Exercise details → In the entries that follow, the first line to write out is the one containing "Segment the target", and the last is the one containing "322L668 191L104 407L28". Reproduce that stretch exactly, with nothing before or after it.

Dataset records →
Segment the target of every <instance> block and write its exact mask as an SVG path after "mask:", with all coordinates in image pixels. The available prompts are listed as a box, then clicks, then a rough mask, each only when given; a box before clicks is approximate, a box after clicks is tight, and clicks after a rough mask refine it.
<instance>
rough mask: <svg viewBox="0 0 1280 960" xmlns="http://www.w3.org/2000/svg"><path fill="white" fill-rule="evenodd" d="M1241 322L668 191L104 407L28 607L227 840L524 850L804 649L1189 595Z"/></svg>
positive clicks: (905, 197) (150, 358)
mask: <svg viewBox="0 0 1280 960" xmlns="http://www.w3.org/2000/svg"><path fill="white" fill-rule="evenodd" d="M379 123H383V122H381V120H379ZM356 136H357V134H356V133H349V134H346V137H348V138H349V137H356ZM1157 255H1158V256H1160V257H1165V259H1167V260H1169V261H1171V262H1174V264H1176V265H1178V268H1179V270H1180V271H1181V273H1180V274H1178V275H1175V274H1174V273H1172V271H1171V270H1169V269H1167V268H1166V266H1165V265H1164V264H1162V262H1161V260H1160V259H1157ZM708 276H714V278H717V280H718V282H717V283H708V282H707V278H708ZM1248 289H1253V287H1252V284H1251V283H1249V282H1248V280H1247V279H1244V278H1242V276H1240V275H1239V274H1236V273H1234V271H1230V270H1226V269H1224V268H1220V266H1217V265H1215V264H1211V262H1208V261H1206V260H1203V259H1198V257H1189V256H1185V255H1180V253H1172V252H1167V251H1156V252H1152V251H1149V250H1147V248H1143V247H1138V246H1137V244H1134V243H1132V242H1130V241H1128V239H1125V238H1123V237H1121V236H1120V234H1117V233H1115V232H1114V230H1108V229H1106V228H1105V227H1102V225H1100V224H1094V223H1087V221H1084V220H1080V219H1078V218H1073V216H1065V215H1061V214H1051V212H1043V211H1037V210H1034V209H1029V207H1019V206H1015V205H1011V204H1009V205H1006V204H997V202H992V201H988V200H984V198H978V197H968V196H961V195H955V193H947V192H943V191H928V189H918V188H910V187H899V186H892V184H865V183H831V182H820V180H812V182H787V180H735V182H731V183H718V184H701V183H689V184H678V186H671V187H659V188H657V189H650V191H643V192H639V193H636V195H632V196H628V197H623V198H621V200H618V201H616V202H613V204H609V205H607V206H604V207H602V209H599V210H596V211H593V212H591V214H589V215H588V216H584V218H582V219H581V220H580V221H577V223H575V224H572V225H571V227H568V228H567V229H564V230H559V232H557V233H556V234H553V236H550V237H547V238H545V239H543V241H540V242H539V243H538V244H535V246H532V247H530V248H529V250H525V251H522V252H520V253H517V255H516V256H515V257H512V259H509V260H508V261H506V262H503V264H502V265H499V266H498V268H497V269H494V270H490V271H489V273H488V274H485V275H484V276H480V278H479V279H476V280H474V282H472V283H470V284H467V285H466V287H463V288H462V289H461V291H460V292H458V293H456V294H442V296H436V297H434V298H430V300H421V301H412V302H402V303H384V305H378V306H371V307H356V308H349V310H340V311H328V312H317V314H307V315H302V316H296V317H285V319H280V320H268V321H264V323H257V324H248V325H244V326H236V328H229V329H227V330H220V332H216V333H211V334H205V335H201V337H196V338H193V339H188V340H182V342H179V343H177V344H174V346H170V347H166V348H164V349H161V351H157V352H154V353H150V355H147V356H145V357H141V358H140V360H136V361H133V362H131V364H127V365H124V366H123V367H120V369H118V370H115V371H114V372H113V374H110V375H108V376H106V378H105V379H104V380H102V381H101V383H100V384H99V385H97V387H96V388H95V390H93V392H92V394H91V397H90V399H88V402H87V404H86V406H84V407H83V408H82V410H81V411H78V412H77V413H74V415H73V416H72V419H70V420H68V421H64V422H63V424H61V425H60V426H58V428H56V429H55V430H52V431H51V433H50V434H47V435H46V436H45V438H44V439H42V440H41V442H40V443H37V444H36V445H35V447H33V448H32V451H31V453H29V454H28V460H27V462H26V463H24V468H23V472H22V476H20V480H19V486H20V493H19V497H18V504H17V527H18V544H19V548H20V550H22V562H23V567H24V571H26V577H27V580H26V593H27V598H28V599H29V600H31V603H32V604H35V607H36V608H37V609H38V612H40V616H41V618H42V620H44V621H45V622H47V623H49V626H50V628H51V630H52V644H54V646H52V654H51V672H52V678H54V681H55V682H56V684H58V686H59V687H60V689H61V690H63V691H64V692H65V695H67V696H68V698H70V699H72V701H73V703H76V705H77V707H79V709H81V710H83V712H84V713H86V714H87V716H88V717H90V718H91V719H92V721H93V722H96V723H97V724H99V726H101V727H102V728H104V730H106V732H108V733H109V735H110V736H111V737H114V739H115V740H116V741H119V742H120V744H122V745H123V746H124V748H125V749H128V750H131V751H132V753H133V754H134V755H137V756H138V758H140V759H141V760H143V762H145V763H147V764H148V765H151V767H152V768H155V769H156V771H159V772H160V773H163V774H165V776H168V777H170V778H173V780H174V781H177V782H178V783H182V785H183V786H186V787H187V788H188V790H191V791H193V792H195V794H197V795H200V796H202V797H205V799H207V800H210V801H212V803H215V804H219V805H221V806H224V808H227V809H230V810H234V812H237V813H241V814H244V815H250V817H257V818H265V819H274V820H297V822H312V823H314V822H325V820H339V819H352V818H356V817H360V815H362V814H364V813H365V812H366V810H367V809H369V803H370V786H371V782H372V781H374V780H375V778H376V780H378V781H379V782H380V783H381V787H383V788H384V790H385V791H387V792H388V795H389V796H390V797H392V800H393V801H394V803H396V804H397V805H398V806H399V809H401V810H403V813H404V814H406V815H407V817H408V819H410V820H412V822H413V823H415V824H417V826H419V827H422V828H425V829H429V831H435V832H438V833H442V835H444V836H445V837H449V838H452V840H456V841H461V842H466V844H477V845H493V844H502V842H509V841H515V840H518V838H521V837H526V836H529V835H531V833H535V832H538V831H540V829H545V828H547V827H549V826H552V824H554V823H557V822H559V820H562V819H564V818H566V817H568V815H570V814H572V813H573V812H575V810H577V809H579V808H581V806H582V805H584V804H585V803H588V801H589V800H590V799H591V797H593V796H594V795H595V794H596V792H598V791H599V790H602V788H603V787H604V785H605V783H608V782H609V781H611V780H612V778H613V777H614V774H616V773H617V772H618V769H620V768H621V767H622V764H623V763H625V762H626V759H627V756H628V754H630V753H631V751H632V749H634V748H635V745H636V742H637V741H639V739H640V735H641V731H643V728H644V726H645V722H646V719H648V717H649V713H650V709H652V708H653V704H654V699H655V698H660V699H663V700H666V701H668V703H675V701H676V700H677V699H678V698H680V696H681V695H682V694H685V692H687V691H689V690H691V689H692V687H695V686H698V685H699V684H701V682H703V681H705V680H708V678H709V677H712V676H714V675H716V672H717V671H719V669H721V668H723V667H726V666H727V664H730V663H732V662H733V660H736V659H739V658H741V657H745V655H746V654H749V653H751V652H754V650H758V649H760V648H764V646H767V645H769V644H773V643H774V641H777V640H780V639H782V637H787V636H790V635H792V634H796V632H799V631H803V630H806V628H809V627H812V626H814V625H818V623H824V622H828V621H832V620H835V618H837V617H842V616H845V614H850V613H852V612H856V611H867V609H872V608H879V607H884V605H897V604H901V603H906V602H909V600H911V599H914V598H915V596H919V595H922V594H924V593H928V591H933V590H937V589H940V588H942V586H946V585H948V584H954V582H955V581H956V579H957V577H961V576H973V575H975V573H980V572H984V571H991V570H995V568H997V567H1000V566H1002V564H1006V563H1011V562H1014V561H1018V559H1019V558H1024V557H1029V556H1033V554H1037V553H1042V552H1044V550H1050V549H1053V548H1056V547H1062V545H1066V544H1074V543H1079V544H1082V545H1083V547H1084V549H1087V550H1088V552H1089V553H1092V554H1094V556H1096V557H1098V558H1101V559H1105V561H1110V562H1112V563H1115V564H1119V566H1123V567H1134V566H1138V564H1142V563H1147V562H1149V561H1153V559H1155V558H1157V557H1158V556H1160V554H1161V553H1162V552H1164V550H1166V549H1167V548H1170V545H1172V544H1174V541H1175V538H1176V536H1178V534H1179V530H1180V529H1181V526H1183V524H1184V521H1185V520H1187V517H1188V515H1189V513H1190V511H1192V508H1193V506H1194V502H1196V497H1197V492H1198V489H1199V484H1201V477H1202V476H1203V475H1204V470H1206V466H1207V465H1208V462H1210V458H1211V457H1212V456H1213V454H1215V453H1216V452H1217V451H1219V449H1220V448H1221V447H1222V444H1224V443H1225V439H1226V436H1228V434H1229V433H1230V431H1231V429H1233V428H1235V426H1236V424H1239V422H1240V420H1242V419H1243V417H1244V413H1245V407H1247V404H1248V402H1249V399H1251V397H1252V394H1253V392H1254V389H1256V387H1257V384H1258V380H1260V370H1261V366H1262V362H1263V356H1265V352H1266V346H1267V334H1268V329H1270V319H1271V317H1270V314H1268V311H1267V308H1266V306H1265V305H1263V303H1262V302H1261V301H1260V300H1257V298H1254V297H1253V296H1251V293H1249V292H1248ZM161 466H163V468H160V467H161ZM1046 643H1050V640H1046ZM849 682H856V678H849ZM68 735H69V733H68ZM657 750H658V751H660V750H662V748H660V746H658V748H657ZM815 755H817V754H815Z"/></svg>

* * *

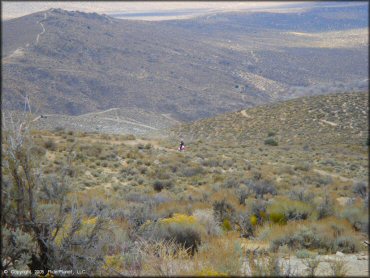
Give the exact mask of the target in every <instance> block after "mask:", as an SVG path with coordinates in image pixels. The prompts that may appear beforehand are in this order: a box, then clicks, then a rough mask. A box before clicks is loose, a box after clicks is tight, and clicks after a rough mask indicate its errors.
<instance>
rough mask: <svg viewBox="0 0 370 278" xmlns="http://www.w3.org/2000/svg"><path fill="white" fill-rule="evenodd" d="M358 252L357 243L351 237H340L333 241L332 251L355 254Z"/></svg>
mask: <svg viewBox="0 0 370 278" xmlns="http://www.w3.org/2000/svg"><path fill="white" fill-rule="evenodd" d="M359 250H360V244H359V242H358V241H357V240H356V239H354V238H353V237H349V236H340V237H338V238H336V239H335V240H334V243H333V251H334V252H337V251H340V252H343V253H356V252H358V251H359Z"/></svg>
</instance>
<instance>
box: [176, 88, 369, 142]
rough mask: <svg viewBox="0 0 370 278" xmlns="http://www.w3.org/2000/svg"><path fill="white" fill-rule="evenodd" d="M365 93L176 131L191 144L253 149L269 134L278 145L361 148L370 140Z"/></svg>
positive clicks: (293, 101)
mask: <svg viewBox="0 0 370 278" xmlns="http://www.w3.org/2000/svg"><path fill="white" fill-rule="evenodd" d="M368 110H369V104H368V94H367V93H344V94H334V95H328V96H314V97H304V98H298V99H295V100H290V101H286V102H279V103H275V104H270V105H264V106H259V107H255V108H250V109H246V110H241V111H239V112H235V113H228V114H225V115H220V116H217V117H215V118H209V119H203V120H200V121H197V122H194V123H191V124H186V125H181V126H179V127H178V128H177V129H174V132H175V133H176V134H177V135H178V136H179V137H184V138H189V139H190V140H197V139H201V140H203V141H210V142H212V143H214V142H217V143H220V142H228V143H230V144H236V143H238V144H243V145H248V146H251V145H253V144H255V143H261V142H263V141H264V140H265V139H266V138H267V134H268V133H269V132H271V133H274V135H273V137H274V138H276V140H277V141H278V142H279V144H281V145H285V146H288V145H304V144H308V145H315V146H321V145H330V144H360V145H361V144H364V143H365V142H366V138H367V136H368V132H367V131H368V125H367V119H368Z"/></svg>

...

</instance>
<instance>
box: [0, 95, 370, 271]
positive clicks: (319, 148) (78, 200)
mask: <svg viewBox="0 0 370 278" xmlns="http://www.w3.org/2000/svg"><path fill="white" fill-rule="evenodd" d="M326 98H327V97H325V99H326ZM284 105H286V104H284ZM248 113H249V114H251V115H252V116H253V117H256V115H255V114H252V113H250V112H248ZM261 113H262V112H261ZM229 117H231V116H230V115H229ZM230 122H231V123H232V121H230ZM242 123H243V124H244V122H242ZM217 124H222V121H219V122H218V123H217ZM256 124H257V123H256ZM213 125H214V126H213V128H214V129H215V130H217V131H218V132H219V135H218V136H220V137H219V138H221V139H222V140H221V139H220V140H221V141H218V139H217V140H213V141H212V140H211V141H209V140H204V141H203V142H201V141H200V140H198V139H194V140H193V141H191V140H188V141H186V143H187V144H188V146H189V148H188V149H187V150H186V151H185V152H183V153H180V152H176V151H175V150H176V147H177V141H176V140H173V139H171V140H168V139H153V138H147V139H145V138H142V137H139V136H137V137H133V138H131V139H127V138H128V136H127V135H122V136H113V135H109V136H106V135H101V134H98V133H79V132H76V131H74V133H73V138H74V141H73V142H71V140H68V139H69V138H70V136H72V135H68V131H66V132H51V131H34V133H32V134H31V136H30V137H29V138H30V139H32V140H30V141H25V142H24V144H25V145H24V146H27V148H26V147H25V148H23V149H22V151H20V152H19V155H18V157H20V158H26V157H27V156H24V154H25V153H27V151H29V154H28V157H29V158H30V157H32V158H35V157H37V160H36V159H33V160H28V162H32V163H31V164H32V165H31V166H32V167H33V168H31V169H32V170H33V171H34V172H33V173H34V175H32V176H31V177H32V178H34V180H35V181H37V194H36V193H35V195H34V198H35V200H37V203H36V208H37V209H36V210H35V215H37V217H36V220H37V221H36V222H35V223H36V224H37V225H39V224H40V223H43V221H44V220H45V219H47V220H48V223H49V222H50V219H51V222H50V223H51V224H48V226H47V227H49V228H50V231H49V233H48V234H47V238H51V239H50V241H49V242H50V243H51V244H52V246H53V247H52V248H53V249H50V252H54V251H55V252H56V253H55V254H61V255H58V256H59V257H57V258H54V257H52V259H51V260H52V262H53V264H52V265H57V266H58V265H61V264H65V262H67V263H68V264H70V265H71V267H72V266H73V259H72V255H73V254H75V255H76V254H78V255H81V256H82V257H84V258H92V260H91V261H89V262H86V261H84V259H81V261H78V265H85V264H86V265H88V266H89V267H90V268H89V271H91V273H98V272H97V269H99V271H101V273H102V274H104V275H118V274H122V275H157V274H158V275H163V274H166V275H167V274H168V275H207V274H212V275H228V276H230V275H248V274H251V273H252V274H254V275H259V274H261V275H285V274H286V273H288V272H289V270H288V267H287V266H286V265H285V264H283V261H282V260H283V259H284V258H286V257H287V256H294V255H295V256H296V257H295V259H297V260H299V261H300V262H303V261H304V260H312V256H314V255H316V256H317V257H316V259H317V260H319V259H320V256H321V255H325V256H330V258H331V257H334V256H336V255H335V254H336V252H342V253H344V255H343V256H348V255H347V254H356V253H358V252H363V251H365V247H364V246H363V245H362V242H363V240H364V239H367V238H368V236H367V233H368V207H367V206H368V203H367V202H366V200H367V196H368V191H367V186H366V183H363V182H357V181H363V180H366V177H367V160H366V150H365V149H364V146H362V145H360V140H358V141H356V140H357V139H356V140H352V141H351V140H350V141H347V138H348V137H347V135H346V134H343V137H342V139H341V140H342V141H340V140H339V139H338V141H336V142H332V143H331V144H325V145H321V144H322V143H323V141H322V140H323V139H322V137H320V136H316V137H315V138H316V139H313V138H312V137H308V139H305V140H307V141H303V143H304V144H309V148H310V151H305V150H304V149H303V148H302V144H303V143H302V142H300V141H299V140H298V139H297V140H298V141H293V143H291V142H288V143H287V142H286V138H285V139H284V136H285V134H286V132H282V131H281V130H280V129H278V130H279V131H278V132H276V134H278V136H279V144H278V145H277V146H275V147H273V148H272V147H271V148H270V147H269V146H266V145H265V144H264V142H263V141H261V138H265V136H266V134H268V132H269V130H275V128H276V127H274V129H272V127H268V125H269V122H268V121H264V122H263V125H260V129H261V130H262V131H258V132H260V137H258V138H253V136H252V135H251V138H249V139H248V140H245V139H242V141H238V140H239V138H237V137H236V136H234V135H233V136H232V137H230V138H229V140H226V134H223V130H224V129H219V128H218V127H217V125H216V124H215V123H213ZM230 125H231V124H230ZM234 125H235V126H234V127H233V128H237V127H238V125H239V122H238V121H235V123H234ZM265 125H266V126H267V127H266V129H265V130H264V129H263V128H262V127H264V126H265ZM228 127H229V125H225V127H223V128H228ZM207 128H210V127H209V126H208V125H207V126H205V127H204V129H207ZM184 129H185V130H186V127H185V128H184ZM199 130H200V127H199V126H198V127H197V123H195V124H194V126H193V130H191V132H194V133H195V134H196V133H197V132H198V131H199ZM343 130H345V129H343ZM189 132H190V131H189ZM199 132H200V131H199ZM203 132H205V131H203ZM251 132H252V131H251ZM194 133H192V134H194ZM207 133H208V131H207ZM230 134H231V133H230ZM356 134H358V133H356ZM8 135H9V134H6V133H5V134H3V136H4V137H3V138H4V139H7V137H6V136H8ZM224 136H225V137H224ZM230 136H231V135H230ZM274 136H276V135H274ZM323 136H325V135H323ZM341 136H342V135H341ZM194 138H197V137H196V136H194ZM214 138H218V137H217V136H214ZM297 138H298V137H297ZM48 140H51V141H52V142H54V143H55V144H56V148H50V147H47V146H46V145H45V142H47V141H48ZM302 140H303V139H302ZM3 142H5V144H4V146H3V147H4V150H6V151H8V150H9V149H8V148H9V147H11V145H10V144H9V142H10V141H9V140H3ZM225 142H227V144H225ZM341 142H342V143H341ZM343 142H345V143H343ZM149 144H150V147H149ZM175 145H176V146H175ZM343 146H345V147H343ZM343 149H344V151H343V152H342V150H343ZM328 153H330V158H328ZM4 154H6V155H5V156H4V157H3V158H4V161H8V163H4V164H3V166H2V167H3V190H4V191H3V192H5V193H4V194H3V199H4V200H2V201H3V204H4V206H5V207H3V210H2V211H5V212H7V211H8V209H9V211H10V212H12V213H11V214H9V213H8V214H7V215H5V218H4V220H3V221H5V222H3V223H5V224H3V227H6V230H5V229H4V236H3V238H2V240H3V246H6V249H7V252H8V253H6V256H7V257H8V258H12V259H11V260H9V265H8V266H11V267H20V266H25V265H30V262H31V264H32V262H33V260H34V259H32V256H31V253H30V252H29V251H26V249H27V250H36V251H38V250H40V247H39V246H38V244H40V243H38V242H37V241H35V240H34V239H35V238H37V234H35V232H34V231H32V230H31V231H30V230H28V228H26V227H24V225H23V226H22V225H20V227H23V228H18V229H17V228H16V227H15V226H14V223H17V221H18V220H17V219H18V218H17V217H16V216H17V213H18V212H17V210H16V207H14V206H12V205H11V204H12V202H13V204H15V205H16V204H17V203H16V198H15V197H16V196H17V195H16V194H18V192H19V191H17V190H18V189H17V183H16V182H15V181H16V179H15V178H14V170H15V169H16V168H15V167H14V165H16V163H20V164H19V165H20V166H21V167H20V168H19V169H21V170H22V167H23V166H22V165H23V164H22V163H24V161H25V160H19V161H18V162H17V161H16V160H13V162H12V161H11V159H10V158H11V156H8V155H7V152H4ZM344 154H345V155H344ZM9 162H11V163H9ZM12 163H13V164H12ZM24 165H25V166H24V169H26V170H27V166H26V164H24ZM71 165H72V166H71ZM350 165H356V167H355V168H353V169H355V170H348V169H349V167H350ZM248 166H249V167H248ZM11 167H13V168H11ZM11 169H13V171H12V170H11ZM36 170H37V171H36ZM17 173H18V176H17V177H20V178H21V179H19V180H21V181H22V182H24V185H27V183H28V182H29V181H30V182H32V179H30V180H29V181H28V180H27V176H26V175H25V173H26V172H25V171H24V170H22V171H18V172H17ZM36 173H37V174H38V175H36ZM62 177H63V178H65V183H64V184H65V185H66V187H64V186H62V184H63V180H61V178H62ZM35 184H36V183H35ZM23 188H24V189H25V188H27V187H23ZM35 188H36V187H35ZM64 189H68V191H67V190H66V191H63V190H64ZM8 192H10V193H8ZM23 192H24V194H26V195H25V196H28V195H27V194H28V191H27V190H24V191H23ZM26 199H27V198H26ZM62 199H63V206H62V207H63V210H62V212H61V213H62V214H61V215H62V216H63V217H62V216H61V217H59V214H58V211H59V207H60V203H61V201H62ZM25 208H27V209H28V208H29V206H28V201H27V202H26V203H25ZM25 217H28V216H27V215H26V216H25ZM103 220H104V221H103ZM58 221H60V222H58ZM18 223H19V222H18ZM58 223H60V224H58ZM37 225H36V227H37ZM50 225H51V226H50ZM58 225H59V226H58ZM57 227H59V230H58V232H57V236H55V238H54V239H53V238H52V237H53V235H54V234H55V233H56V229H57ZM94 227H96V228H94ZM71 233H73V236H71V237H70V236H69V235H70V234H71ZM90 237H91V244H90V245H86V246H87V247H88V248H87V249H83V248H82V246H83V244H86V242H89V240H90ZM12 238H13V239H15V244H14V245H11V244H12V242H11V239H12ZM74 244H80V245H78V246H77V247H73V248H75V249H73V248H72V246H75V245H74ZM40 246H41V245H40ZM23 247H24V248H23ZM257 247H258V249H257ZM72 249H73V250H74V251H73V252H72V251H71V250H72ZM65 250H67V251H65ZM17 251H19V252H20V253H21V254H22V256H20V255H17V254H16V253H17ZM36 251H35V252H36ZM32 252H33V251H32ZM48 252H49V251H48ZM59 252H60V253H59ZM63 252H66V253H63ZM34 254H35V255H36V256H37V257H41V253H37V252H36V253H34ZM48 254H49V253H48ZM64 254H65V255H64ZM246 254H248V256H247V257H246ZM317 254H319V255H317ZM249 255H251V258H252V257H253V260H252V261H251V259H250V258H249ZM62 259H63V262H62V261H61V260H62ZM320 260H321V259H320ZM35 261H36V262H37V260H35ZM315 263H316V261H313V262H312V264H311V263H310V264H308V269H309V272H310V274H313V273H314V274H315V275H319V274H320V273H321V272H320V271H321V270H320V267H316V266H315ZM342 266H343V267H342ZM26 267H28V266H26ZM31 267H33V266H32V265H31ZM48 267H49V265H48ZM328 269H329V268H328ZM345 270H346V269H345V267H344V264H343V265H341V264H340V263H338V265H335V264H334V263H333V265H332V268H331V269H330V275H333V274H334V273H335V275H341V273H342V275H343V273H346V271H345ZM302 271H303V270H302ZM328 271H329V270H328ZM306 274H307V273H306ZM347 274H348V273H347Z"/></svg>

Completed exercise →
Segment the target of every <instance> block and write its exact mask as an SVG path after "mask:", with all coordinates in image pixels. The available prompts are listed as a box, then clicks, then a rough mask, each only when given; a box before clicks is approximate, a box after clicks is tight, and clicks after a rough mask refine it.
<instance>
rough mask: <svg viewBox="0 0 1280 960" xmlns="http://www.w3.org/2000/svg"><path fill="white" fill-rule="evenodd" d="M1241 322L668 191L104 407L28 607L227 840L524 850L804 649L1189 595Z"/></svg>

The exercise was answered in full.